■ **Problem requirements**:
With the pictures excluded, reproduce all of the data exactly.

■ **Records to process**:

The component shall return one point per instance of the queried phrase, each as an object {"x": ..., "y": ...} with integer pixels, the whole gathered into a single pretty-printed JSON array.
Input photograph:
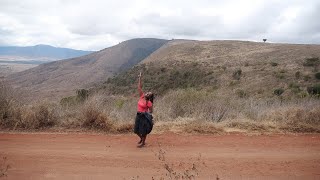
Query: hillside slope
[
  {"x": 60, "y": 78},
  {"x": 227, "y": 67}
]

■ **Output for this exercise**:
The component shall return one point per instance of the queried phrase, each as an object {"x": ..., "y": ...} with integer pixels, the whole gathered into a single pretty-printed JSON array.
Input photograph:
Query: hillside slope
[
  {"x": 60, "y": 78},
  {"x": 227, "y": 67}
]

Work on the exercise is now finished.